• TASK TO COMPLETE
The answer should consist of all the entries, repeated word for word.

--- --- ---

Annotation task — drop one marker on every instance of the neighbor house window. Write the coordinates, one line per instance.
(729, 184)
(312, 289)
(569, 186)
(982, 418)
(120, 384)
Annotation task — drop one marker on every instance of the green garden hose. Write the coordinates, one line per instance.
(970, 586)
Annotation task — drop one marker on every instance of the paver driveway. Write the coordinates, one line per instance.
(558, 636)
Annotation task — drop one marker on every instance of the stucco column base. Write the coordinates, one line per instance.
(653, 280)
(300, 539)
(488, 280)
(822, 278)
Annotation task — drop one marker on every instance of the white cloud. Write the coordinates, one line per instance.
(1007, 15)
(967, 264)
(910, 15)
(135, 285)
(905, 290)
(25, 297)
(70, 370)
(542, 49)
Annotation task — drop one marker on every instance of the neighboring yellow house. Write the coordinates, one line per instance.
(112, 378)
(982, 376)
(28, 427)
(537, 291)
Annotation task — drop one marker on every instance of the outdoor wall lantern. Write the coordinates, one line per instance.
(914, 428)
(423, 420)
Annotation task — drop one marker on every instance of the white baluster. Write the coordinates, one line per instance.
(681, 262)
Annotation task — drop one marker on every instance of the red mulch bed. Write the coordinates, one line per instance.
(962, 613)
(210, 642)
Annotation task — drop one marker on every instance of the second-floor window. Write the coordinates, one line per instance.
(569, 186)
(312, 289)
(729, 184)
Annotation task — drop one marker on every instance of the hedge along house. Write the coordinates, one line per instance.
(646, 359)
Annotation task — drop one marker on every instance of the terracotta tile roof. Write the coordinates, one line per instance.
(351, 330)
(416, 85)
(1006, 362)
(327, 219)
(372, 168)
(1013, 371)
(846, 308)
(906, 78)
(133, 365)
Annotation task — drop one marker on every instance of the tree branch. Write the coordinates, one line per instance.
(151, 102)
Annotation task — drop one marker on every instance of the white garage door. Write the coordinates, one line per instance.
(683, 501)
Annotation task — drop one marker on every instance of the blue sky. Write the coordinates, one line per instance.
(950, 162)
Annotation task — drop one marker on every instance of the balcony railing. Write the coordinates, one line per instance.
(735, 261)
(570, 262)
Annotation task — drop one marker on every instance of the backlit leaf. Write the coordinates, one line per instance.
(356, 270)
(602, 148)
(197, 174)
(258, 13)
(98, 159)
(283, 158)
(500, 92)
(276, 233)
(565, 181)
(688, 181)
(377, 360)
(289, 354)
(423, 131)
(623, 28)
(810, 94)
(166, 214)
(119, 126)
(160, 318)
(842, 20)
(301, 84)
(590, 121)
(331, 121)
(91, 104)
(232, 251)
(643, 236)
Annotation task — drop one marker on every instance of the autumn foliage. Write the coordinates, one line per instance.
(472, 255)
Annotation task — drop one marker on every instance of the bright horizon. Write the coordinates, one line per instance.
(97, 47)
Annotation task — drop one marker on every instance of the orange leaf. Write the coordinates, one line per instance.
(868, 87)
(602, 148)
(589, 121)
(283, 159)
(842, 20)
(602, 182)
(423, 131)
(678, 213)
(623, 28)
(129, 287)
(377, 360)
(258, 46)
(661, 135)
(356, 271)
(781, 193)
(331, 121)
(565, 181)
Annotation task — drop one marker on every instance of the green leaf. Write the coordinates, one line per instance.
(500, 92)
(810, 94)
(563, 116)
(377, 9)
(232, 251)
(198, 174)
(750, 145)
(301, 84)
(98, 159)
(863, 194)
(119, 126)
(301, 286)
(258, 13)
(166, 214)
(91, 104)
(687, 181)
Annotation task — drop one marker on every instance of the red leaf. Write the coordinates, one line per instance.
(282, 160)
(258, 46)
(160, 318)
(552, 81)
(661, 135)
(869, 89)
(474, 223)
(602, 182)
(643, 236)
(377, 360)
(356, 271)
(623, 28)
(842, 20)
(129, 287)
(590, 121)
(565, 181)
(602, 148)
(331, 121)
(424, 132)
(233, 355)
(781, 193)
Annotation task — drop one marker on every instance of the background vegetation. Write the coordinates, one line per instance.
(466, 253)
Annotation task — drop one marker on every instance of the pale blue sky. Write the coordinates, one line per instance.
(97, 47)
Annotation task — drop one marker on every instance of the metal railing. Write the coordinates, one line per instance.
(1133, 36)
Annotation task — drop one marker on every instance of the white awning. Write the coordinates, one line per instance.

--- --- ---

• RESPONSE FOR THIS EXERCISE
Annotation task — drop one marker on every instance of the neighbor house window. Write the coordinates, one line per instance.
(729, 184)
(312, 289)
(569, 186)
(982, 418)
(120, 384)
Annotation task — drop one marker on every instance of the green garden hose. Write the coordinates, one line per instance.
(970, 586)
Annotation task — drop one marker on every instance of the paver driveway. Write the coordinates, one line per instance.
(558, 636)
Annotation task — drop one marker on every instance of the stucco column base. Write the coordinates, one line per instance.
(653, 280)
(300, 539)
(488, 280)
(822, 278)
Annotation task — drop one marker on every instance of the white cloud. Write the coordinates, one line per instance.
(1007, 15)
(967, 264)
(910, 15)
(135, 285)
(905, 290)
(25, 297)
(70, 370)
(542, 49)
Annotation task — drop one marker on every instance of the neighboring yellow house. Write the coordinates, one line per instance.
(112, 378)
(982, 376)
(28, 427)
(537, 291)
Annotation task — drop one marker on every instance of the outdoor wall lantern. Write the coordinates, one line per instance.
(914, 428)
(423, 420)
Annotation task — drop one marker on every instance of the white baluster. Write the coordinates, one line per instance.
(681, 262)
Annotation task — drop one marker on every instance of the red mulch bed. Write the coordinates, one line per instance.
(962, 613)
(210, 642)
Annotation task — drop one marker on every instance of the second-floor window. Write the coordinates, one line per instance.
(569, 186)
(312, 289)
(729, 184)
Annotation task — drop one marker on every instance of the hedge along house. Write the coordinates, one line per instance.
(646, 359)
Annotation task — drop one marker on every instance of the terracotta tile roof. Write the coordinates, one line per instance.
(351, 330)
(416, 85)
(1006, 362)
(327, 219)
(372, 168)
(1013, 371)
(846, 308)
(906, 78)
(133, 365)
Annotation task — drop one marker on every instance of the tree branch. Write the coordinates, one line per instance.
(151, 102)
Annotation task — drop one marker on every instance of the white garage door. Write the coordinates, one line per instance.
(683, 501)
Annotation task — drop one marker on every instance of the blue sky. Write the coordinates, one line per instance.
(950, 162)
Annotation task — drop one marker on every instance of the balcony railing. Write the coordinates, one line per instance.
(735, 261)
(570, 262)
Annotation task — drop one marker on every instance of the backlit leaf. Write the coordinates, one line per instance.
(356, 270)
(602, 148)
(197, 174)
(258, 13)
(98, 159)
(283, 158)
(500, 92)
(276, 233)
(565, 181)
(688, 181)
(377, 360)
(289, 354)
(423, 131)
(623, 28)
(810, 94)
(166, 214)
(119, 126)
(160, 318)
(842, 20)
(301, 84)
(590, 121)
(331, 121)
(91, 104)
(232, 251)
(643, 236)
Annotation task — drop one marker on every instance of the autumn foliage. Write the coordinates, one line per instance.
(472, 255)
Annotation task — drop one marker on every instance of the bright horizon. Write the coordinates, one line per instance.
(97, 47)
Annotation task — drop one marker on every instance of the orange leaf. Write the coordinates, one line per instance.
(868, 87)
(602, 148)
(589, 121)
(283, 159)
(842, 20)
(602, 182)
(423, 131)
(678, 213)
(623, 28)
(129, 287)
(377, 360)
(258, 46)
(661, 135)
(356, 271)
(781, 193)
(331, 121)
(565, 181)
Annotation task — drop one marker on every instance of the green leaf. Write the coordinates, one line per instance.
(500, 92)
(810, 94)
(563, 116)
(377, 9)
(232, 251)
(198, 174)
(750, 145)
(301, 84)
(98, 159)
(863, 194)
(119, 126)
(301, 286)
(258, 13)
(166, 214)
(91, 104)
(687, 181)
Annotation task — drop one marker on every instance of the red leaf. Write the coordinates, one line per instance.
(282, 160)
(258, 46)
(160, 318)
(552, 81)
(661, 135)
(869, 89)
(474, 223)
(602, 182)
(643, 236)
(377, 360)
(356, 271)
(623, 28)
(842, 20)
(129, 287)
(590, 121)
(565, 181)
(602, 148)
(331, 121)
(424, 132)
(233, 355)
(781, 193)
Annotation task — drop one marker on every instance of the background vegetation. Write the coordinates, one line per instance.
(466, 253)
Annotation task — drop one marker on every instance of the pale blue sky. Write the coordinates, one line per instance.
(97, 47)
Annotation task — drop one marker on every instance of the metal railing. Write the coordinates, one line per instance.
(1133, 36)
Annotation task — drop one marker on every instance of the white awning. Write the coordinates, one line per instance.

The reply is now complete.